• _Article_:
The decision is entirely academic, though, because the New York menacing statute at issue, N.Y. Penal Law § 120.14(1), is divisible under either approach as to whether it is a deportable firearms offense pursuant to INA 237(a)(2)(C). Section 120.14(1) provides that a person is guilty of menacing if he or she intentionally places or attempts to place another person in reasonable fear of physical injury, serious physical injury or death by displaying any one of a series of deadly weapons or instruments, including but not limited to firearms. Since the various weapons are specifically identified in the statute and separated by commas, the offense has discrete clauses that would seem to satisfy the narrower approach. It thus is unclear why the Second Circuit thought a remand was necessary.

• _Requests_:
a. Can you copy the stretch from "The decision is" through "remand was necessary." in the menacing-statute passage word for word?
b. How would the menacing-statute passage go on after its last sentence? Write the next part.
The rows play no part in the work on the menacing-statute passage.

• _Extracted records_:
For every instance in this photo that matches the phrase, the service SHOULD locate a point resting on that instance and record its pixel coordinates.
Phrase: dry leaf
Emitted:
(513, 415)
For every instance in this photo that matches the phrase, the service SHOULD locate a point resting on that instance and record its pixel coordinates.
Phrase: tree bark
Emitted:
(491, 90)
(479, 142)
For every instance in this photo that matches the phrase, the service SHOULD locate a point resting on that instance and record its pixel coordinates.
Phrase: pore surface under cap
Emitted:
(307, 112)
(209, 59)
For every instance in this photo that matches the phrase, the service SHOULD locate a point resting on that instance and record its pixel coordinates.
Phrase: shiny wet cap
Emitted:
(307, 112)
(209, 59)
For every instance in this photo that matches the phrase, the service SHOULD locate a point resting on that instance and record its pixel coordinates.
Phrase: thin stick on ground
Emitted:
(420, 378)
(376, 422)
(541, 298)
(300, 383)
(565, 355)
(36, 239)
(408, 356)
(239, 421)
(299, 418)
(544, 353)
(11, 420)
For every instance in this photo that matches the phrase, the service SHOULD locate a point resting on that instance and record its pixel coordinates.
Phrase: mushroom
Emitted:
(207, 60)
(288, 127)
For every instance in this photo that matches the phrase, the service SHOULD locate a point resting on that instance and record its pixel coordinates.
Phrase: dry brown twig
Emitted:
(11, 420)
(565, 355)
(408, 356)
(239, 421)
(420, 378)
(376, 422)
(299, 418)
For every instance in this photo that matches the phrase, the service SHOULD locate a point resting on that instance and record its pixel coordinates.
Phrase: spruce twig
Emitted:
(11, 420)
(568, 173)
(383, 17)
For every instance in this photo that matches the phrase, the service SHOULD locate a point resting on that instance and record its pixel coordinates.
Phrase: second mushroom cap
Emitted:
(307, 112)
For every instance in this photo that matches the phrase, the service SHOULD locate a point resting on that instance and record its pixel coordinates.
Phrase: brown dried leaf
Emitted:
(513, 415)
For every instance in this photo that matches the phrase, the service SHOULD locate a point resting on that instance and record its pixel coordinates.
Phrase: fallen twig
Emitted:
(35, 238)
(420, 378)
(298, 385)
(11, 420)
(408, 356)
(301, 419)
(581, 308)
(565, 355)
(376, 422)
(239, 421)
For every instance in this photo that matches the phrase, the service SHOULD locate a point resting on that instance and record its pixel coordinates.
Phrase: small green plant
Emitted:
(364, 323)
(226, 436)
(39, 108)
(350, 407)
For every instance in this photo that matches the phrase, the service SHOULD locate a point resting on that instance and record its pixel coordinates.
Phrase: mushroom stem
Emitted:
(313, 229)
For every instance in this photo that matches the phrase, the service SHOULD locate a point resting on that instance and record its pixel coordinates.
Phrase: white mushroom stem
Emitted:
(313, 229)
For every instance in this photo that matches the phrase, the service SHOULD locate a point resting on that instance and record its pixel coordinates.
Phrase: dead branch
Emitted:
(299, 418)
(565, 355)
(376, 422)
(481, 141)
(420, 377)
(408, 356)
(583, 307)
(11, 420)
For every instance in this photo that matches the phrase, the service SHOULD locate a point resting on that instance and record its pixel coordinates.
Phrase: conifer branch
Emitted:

• _Outputs for the tasks_:
a.
The decision is entirely academic, though, because the New York menacing statute at issue, N.Y. Penal Law § 120.14(1), is divisible under either approach as to whether it is a deportable firearms offense pursuant to INA 237(a)(2)(C). Section 120.14(1) provides that a person is guilty of menacing if he or she intentionally places or attempts to place another person in reasonable fear of physical injury, serious physical injury or death by displaying any one of a series of deadly weapons or instruments, including but not limited to firearms. Since the various weapons are specifically identified in the statute and separated by commas, the offense has discrete clauses that would seem to satisfy the narrower approach. It thus is unclear why the Second Circuit thought a remand was necessary.

b.
Most significant for those of us practicing in the Ninth Circuit is the Board's vague and contradictory endorsement of the Ninth's decision in Aguila Montes de Oca. Lanferman's holding clearly requires that divisibility be determined "based on the elements of the offense." However, the Board also cites Aguila's "necessarily found" analysis to support its holding. The "necessarily found" analysis permits the immigration authorities to use non-elements in determining removability under the modified categorical approach. Thus, per Aguila, a menacing statute that did not have use of a firearm as an element would still constitute a removable offense if a firearm necessarily was used to commit the menacing. If the Board wanted to endorse this approach, though, why does it seem to consciously use the term "element" throughout the Lanferman opinion?? I welcome your thoughts.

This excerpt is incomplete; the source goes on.